Coordinate annotation entries:
____________________

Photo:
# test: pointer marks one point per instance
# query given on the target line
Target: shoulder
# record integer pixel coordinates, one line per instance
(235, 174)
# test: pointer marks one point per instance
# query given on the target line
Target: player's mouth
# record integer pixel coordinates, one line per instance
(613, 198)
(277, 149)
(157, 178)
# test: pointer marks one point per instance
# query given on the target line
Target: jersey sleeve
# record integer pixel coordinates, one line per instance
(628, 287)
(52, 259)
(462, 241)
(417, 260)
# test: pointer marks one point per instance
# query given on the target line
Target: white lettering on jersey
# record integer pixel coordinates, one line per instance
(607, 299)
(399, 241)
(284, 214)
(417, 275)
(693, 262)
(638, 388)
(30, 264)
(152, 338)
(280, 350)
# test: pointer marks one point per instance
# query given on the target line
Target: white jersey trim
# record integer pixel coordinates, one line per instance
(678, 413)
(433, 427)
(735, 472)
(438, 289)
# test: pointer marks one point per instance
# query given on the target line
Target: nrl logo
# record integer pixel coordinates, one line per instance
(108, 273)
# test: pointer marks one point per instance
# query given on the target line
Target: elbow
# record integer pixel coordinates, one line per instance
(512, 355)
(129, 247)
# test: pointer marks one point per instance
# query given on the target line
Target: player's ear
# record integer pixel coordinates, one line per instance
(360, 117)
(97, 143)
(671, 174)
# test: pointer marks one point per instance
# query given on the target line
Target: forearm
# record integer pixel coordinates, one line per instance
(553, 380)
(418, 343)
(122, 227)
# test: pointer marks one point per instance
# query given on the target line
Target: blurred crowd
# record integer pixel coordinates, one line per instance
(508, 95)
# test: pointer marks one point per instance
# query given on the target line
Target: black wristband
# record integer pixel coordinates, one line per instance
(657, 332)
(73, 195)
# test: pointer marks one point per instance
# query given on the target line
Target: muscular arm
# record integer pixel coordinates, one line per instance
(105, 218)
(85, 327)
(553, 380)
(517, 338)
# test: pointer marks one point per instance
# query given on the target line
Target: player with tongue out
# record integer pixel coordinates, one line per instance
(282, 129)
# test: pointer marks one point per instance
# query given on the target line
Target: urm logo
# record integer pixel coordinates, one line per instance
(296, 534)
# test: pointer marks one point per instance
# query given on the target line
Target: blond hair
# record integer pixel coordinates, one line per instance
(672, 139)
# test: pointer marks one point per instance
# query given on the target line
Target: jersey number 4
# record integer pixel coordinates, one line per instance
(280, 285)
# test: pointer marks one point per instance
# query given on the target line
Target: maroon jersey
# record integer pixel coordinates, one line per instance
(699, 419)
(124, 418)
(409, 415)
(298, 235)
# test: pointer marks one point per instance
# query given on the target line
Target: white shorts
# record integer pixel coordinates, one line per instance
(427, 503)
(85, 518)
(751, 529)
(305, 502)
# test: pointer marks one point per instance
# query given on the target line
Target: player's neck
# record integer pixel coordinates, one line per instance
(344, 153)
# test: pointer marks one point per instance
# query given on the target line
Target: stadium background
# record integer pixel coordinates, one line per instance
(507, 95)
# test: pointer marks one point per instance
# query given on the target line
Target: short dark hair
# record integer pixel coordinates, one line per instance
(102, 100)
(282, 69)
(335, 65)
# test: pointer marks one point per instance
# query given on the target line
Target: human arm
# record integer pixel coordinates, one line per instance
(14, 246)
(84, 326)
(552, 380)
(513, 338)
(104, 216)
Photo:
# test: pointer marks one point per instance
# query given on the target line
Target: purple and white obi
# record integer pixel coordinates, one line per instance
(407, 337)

____________________

What is needed ▸ Copy the entries above exactly, leaving none out.

Full solution ▸
Photo:
# test: pointer marks one point per instance
# query given on the target line
Target: shoulder
# record integer pixel coordinates, one line per instance
(235, 174)
# test: pointer marks one point per instance
# query given on the target line
Target: player's mouth
# record integer pixel coordinates, one line per instance
(613, 198)
(277, 149)
(157, 178)
# test: pointer marks one point per instance
# query given on the target line
Target: jersey sleeve
# record integer pixel coordinates, one line per instance
(628, 287)
(52, 259)
(462, 241)
(417, 260)
# test: pointer marks one point per instance
# query given on the target line
Target: white lettering on jersey
# record integer pixel coordinates, one line per instance
(607, 299)
(399, 241)
(284, 214)
(417, 275)
(693, 262)
(638, 388)
(30, 264)
(152, 338)
(280, 350)
# test: pointer marks one point per instance
# query given on the target line
Target: white jersey trim
# record integer pixel coordinates, one line per instance
(678, 413)
(433, 427)
(735, 472)
(438, 289)
# test: pointer marks one point per instance
# query given on the target line
Target: nrl logo
# record integer pixel coordinates, one line per instance
(108, 273)
# test: pointer marks one point per instance
# query given on the target line
Target: elbow
# record integer pixel coordinates, one line per instance
(512, 355)
(129, 247)
# test: pointer marks one point per instance
# query given on the target line
Target: player's ear
# record integer pixel coordinates, one line per instance
(360, 117)
(97, 143)
(671, 174)
# test: pointer marks one point per instance
# query given on the target line
Target: forearm
# record integer pixel coordinates, one line per instance
(553, 380)
(418, 343)
(122, 227)
# test: pointer marks one point per instance
# query given on the target line
Target: blurred crowd
# record integer pixel coordinates, one line per instance
(508, 95)
# test: pointer marks one point per instance
# query given on the target line
Target: black wristband
# record integer pixel coordinates, one line per instance
(657, 332)
(73, 195)
# test: pointer marks one point per instance
# query given on the target line
Target: muscular arm
# record integer pixel coordinates, one line per instance
(105, 218)
(85, 327)
(553, 380)
(517, 338)
# test: pointer marks one point per instance
# query given on the target line
Target: player with tongue out
# record integer pixel coordinates, one line per instance
(282, 129)
# test: pointer marks one point per instance
# query given on the target line
Target: urm logo
# record integer pixel coordinates, one line per instance
(296, 534)
# test: pointer marks one point per instance
# query given on the target line
Target: blond hair
# record integer pixel coordinates, one line per instance
(672, 139)
# test: pointer marks one point per instance
# query given on the target line
Target: jersey number 4
# record integer pixel coordinates, one line per instance
(280, 285)
# test: pointer marks one point per instance
# query given on the target line
Target: maroon jersey
# record integer pixel coordinates, one line per instance
(699, 419)
(124, 418)
(409, 415)
(298, 235)
# test: pointer marks one point per instance
# query given on the target line
Target: white shorts
# record integer pixel coordinates, one line per instance
(427, 503)
(85, 518)
(751, 529)
(305, 502)
# test: pointer marks one point per instance
# query given on the target line
Target: player's neck
# record integer pixel coordinates, one line per instance
(344, 153)
# test: pointer marks one point per instance
# query given on the target line
Target: stadium background
# record integer pixel coordinates, one line per instance
(507, 95)
# test: pointer marks one point per instance
# query given on the target line
Target: short dark hair
# record integer pixel coordinates, one line per instance
(102, 100)
(282, 69)
(335, 65)
# test: pointer marks one point per instance
# query given on the target line
Target: human arm
# record integer pixel coordinates, one line per instance
(14, 246)
(84, 326)
(552, 380)
(513, 338)
(104, 216)
Photo:
# test: pointer marks one point per instance
# query given on the target line
Target: purple and white obi
# record integer pixel coordinates, one line per instance
(407, 337)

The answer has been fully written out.